**Direction 1:** Rewrite the paragraph of the resource caching page below that begins "The myword and CRF word segmentation engines" as a shorter version that keeps its main facts.

**Page extract:**
** Start **

Resource Caching - mySpellChecker

The myword and CRF word segmentation engines require binary resources (dictionary and model files) that are hosted on HuggingFace and downloaded automatically on first use. This page covers cache management, offline mode, and custom cache directories.

Overview

from myspellchecker.tokenizers.resource_loader import (
    get_resource_path,
    get_segmentation_mmap_path,
    get_crf_model_path,
    ensure_resources_available,
)

# Get path to resource (auto-downloads if needed)
mmap_path = get_segmentation_mmap_path()
crf_path = get_crf_model_path()

Available Resources

Resource	Description	Size	Use Case
`segmentation`	Word segmentation dictionary (mmap)	~50MB	Word tokenization
`crf`	CRF model for word segmentation	~10MB	Word tokenization

Resource Resolution

Resources are resolved in this order:

Local bundled path: Check if package includes the file
Cache directory: Check previously downloaded files
Download: Fetch from HuggingFace on first use

def get_resource_path(
    name: str,
    cache_dir: Optional[Path] = None,
    force_download: bool = False,
) -> Path:
    """Get path to a resource, downloading if necessary.

    Args:
        name: Resource name ("segmentation", "crf")
        cache_dir: Custom cache directory
        force_download: Force re-download even if cached

    Returns:
        Path to the resource file

    Raises:
        ValueError: If resource name is unknown
        RuntimeError: If download fails
    """

Core Functions

get_resource_path

General-purpose resource getter:

from myspellchecker.tokenizers.resource_loader import get_resource_path

# Get segmentation dictionary
path = get_resource_path("segmentation")

# Get CRF model
path = get_resource_path("crf")

# Force re-download
path = get_resource_path("segmentation", force_download=True)

# Custom cache directory
path = get_resource_path("crf", cache_dir=Path("/custom/cache"))

Convenience Functions

Specific getters for each resource:

from myspellchecker.tokenizers.resource_loader import (
    get_segmentation_mmap_path,
    get_crf_model_path,
)

# Word segmentation dictionary
mmap_path = get_segmentation_mmap_path()

# CRF syllable model
crf_path = get_crf_model_path()

ensure_resources_available

Download all resources at once:

from myspellchecker.tokenizers.resource_loader import ensure_resources_available

# Download all missing resources
paths = ensure_resources_available()
print(paths)
# {
#     "segmentation": Path("~/.cache/myspellchecker/resources/segmentation.mmap"),
#     "crf": Path("~/.cache/myspellchecker/resources/wordseg_c2_crf.crfsuite"),
# }

# Force re-download all
paths = ensure_resources_available(force_download=True)

clear_cache

Clear the cache directory:

from myspellchecker.tokenizers.resource_loader import clear_cache

# Clear default cache
clear_cache()

# Clear custom cache
clear_cache(cache_dir=Path("/custom/cache"))

Cache Locations

Default Cache Directory

DEFAULT_CACHE_DIR = Path.home() / ".cache" / "myspellchecker" / "resources"

** End **

[Excerpt from a dataset]
** Start **

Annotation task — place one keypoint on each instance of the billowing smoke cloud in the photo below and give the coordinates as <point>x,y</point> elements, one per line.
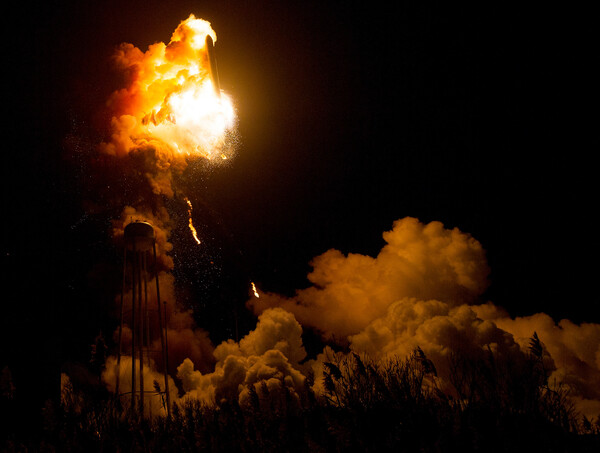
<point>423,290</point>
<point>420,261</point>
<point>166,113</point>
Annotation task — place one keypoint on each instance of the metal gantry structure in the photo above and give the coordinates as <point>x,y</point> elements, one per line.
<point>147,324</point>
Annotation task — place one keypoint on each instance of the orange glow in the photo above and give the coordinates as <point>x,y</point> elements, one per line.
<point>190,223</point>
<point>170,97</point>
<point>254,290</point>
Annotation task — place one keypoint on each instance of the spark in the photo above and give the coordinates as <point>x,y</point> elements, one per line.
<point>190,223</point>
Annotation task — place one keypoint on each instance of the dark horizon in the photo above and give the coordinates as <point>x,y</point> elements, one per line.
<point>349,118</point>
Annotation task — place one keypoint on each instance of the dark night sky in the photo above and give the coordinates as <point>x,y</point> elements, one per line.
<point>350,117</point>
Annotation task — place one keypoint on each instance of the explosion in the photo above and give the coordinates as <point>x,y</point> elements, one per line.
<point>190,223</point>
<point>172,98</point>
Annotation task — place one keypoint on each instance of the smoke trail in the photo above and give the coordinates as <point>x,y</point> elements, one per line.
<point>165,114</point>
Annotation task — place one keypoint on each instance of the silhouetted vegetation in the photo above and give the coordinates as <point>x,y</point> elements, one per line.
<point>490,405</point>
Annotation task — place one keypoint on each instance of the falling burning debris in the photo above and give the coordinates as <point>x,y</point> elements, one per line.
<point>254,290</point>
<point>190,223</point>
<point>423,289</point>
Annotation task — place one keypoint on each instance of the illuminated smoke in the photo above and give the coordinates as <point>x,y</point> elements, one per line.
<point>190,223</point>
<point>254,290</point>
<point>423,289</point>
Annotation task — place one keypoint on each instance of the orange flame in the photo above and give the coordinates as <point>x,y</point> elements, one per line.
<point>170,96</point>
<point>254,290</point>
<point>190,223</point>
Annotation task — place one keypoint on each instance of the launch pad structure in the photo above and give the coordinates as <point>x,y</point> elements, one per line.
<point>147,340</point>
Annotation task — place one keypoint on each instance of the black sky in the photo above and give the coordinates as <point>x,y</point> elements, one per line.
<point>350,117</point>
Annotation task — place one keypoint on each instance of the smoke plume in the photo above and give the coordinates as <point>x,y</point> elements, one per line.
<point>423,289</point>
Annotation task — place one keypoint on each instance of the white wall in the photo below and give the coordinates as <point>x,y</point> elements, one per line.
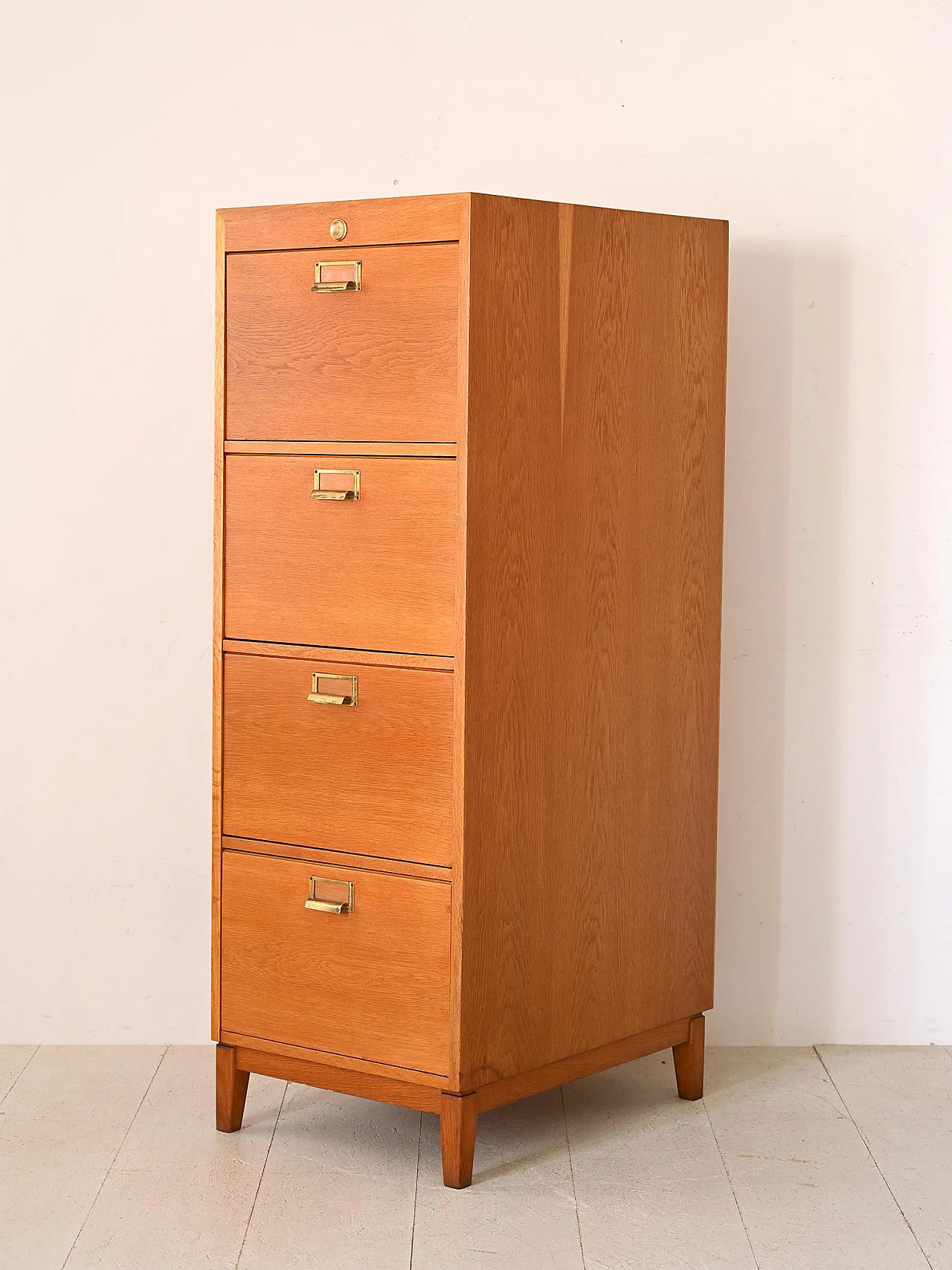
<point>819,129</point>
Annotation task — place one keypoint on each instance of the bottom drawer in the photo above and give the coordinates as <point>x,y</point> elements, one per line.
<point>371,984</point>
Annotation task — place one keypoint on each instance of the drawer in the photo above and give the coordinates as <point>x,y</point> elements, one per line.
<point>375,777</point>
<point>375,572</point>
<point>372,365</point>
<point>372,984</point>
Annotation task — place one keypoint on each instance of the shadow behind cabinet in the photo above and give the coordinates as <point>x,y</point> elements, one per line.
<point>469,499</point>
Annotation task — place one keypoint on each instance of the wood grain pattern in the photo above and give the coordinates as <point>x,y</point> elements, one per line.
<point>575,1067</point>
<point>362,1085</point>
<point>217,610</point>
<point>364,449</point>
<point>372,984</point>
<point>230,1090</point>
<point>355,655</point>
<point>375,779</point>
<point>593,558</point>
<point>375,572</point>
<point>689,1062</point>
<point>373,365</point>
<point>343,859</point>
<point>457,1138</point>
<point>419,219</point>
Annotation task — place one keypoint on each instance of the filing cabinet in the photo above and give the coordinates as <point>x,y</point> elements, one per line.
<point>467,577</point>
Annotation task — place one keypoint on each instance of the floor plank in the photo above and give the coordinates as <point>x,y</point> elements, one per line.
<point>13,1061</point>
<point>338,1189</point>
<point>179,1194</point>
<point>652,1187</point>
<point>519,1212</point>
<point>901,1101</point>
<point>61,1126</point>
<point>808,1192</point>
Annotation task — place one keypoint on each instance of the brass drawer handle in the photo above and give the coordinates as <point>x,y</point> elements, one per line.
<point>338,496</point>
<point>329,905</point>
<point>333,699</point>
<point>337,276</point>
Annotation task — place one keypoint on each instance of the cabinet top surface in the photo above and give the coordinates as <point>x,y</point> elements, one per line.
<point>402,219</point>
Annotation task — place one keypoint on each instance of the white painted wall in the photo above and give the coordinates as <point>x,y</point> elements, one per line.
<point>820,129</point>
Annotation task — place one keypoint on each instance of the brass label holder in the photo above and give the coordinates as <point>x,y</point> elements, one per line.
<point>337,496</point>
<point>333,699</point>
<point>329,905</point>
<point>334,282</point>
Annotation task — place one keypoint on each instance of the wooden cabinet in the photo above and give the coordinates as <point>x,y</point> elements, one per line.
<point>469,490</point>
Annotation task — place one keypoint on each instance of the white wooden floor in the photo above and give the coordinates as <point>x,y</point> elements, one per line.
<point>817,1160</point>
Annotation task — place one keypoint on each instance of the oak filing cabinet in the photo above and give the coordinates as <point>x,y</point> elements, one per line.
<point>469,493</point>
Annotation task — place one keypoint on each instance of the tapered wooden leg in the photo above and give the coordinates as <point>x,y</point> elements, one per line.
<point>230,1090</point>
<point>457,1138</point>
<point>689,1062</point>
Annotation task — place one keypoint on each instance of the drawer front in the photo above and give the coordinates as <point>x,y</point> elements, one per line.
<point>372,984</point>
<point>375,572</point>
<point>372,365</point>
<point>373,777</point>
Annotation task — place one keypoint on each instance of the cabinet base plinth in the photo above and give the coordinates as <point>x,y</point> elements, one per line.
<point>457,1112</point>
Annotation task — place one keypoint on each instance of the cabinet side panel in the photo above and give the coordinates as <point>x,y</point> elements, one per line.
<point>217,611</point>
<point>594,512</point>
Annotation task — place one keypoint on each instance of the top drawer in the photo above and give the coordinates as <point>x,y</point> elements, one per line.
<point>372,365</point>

** End **

**Direction 2:** Quote the listing from the line with "of the falling" to the line with "<point>469,499</point>", including both of those lines, and leave the picture out of your answer.

**Written answer 1:** The myword and CRF word segmentation engines need binary dictionary and model files, which are hosted on HuggingFace and downloaded automatically on first use. The page covers cache management, offline mode, and custom cache directories.

**Written answer 2:**
Annotation task — place one keypoint on each instance of the falling burning debris in the photo above and give the coordinates as <point>x,y</point> elements, one per line.
<point>254,290</point>
<point>190,223</point>
<point>423,289</point>
Annotation task — place one keypoint on each instance of the illuminated smoke in the photo above and give the coordinates as <point>x,y</point> elements, one per line.
<point>190,223</point>
<point>254,290</point>
<point>423,289</point>
Annotation task — place one keypoint on each instance of the orange flame in the photo above and give the coordinates as <point>x,y</point> elements, one per line.
<point>170,96</point>
<point>254,290</point>
<point>190,223</point>
Annotation task — place one keypoint on each instance of the launch pad structure in the photo above and give the coordinates as <point>x,y</point> elements, one per line.
<point>147,340</point>
Annotation task — place one keypoint on each instance of the black sky in the photo above and give the coordinates as <point>x,y</point> elements, one per line.
<point>350,117</point>
Annotation task — place one keypoint on each instance of the smoke plume in the photo above and give the coordinates as <point>x,y</point> elements, one per line.
<point>423,289</point>
Annotation task — place one keypoint on each instance of the white wall in the photo below and give the coordinates as <point>x,y</point> elements, one per line.
<point>819,129</point>
Annotation task — place one keypoint on each instance of the bottom drawer in the photo above and give the coordinates as <point>x,y</point> elements, one per line.
<point>371,984</point>
Annotation task — place one keypoint on each instance of the drawer in the photo above and give the coordinates as <point>x,y</point> elements, one per line.
<point>375,777</point>
<point>375,572</point>
<point>372,365</point>
<point>372,984</point>
Annotation task — place one keypoint on each instance of the shadow behind cabinet in the photo above and give the coordinates as <point>x,y</point> elements, one per line.
<point>469,499</point>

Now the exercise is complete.